*** Opening of Record set ***
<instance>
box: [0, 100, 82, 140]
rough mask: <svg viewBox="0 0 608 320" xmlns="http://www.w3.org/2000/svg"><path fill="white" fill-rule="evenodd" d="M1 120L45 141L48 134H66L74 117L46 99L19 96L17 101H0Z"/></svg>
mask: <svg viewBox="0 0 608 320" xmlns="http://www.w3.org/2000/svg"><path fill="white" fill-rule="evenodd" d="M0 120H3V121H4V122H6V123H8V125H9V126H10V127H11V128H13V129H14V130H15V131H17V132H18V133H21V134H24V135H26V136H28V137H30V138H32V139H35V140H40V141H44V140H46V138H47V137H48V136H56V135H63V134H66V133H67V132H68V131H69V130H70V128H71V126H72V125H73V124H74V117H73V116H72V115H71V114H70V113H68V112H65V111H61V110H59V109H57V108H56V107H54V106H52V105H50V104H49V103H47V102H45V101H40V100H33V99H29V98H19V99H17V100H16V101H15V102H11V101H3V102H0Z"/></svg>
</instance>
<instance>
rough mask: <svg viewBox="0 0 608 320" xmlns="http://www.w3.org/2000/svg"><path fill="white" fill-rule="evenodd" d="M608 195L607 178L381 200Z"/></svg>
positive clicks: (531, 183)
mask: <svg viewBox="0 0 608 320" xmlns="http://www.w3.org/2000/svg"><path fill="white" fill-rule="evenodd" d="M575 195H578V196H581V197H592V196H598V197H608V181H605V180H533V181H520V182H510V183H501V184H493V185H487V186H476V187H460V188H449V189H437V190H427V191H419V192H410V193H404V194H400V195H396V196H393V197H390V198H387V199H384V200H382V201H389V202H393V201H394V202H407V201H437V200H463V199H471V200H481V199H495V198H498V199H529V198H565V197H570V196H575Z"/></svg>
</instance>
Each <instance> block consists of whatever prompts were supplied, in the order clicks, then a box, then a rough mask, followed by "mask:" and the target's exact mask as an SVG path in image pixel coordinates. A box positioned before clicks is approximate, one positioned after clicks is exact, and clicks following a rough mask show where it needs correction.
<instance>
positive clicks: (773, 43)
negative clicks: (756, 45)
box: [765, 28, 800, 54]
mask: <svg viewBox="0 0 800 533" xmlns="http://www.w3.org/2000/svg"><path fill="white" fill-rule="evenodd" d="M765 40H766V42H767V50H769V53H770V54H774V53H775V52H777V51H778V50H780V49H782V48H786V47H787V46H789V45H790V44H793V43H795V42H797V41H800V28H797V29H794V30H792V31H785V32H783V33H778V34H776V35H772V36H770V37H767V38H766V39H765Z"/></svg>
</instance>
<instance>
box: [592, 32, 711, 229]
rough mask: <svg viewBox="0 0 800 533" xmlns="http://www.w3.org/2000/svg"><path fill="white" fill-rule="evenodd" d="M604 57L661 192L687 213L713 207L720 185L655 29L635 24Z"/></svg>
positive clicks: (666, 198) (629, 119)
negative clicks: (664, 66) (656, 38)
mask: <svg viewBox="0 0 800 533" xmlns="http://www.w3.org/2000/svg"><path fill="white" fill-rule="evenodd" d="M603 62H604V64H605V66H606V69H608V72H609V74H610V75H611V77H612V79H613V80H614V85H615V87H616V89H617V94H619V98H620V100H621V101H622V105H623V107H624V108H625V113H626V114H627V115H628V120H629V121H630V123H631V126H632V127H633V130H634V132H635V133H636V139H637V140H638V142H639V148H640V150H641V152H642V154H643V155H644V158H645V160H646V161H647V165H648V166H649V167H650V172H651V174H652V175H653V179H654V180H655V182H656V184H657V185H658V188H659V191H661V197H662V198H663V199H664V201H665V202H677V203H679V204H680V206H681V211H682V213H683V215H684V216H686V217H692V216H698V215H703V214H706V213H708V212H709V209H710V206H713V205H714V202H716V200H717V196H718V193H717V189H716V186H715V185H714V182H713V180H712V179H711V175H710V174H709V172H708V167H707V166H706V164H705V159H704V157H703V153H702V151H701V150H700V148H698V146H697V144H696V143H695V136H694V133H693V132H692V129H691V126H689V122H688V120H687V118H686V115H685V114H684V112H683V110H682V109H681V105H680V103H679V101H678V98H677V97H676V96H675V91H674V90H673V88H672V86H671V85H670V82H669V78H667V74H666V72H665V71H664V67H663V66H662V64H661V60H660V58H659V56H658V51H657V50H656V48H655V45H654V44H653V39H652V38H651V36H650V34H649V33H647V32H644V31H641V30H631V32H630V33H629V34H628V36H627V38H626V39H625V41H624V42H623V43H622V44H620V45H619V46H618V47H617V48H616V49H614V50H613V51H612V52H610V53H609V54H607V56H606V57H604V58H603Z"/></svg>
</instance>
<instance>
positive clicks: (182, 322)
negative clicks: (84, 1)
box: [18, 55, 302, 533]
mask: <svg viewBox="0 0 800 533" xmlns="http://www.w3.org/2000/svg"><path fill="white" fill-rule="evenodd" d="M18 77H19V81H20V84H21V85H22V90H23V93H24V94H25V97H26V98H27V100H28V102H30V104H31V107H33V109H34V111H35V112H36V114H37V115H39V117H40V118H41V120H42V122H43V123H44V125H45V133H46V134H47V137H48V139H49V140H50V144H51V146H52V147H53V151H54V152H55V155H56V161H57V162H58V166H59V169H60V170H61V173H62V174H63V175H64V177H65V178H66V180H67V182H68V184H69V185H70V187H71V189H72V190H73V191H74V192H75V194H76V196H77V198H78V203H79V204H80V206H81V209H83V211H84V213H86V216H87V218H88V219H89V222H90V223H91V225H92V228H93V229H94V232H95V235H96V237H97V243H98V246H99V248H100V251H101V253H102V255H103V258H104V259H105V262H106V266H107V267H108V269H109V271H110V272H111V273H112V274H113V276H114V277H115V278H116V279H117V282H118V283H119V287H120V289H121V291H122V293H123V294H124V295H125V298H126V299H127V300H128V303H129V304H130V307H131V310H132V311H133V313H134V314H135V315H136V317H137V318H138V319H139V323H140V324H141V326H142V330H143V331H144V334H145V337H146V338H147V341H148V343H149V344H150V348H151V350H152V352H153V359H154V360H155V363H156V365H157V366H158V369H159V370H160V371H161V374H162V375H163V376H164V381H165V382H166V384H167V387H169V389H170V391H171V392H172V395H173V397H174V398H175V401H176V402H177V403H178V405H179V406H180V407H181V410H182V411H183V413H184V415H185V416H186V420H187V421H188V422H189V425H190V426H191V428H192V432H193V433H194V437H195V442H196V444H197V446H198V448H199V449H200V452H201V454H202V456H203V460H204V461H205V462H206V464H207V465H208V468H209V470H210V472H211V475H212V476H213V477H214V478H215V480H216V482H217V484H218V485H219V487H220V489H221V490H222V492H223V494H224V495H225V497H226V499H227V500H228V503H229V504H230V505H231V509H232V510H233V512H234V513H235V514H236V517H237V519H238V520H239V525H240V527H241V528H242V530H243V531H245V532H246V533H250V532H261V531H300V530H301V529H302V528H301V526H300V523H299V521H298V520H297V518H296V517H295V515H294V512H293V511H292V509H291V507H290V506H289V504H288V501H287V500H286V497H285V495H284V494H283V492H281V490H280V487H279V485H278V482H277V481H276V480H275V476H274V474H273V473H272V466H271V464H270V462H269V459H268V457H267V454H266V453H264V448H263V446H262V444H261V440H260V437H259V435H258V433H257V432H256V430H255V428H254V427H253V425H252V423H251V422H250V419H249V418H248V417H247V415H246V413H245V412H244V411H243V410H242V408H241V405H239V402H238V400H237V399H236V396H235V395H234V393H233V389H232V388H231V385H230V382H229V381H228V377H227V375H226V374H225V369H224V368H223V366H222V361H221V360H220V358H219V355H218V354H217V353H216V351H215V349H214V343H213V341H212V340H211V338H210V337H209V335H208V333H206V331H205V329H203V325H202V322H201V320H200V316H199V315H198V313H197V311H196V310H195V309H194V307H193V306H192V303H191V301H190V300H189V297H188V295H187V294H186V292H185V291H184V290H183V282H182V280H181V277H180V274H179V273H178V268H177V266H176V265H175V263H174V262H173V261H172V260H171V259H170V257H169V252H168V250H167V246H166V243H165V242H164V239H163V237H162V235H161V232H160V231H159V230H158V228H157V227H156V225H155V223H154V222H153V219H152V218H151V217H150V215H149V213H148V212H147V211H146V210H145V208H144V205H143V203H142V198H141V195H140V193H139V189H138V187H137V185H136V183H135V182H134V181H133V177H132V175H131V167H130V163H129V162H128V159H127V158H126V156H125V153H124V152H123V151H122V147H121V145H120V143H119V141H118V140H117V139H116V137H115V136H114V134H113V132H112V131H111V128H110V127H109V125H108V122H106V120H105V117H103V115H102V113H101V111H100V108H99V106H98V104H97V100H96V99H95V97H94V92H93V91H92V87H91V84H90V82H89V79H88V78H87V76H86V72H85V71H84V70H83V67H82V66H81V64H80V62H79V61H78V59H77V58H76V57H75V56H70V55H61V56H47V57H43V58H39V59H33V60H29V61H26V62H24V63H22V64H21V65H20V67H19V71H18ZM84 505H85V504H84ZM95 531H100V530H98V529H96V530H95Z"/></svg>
*** Close of Record set ***
Print the records above verbatim from their first line to the line containing "negative clicks: (756, 45)", both included, and stop there.

**Solution to the exercise**
<instance>
box: [0, 100, 82, 140]
rough mask: <svg viewBox="0 0 608 320" xmlns="http://www.w3.org/2000/svg"><path fill="white" fill-rule="evenodd" d="M1 120L45 141L48 134H66L74 117L46 99L19 96L17 101H0Z"/></svg>
mask: <svg viewBox="0 0 608 320" xmlns="http://www.w3.org/2000/svg"><path fill="white" fill-rule="evenodd" d="M0 120H3V121H4V122H6V123H8V125H9V126H10V127H11V128H13V129H14V130H15V131H17V132H18V133H21V134H24V135H26V136H28V137H30V138H32V139H35V140H40V141H44V140H46V138H47V137H48V136H56V135H63V134H66V133H67V132H68V131H69V130H70V128H71V126H72V125H73V124H74V117H73V116H72V115H71V114H70V113H68V112H65V111H61V110H59V109H57V108H56V107H54V106H52V105H50V104H49V103H47V102H45V101H40V100H33V99H29V98H19V99H17V100H16V101H15V102H11V101H3V102H0Z"/></svg>
</instance>
<instance>
rough mask: <svg viewBox="0 0 608 320" xmlns="http://www.w3.org/2000/svg"><path fill="white" fill-rule="evenodd" d="M608 195L607 178L381 200Z"/></svg>
positive clicks: (531, 183)
mask: <svg viewBox="0 0 608 320" xmlns="http://www.w3.org/2000/svg"><path fill="white" fill-rule="evenodd" d="M575 195H578V196H581V197H592V196H598V197H608V181H605V180H533V181H520V182H510V183H501V184H493V185H487V186H476V187H460V188H449V189H437V190H427V191H419V192H410V193H404V194H400V195H396V196H393V197H390V198H387V199H384V200H382V201H389V202H393V201H394V202H407V201H437V200H463V199H471V200H481V199H495V198H498V199H529V198H565V197H570V196H575Z"/></svg>
</instance>
Each <instance> block consists of whatever prompts were supplied, in the order clicks, then a box, then a rough mask, followed by "mask:" and the target's exact mask as an SVG path in image pixel coordinates. A box positioned before clicks is approximate, one positioned after clicks is exact, and clicks following a rough mask show where it needs correction.
<instance>
positive clicks: (773, 43)
negative clicks: (756, 45)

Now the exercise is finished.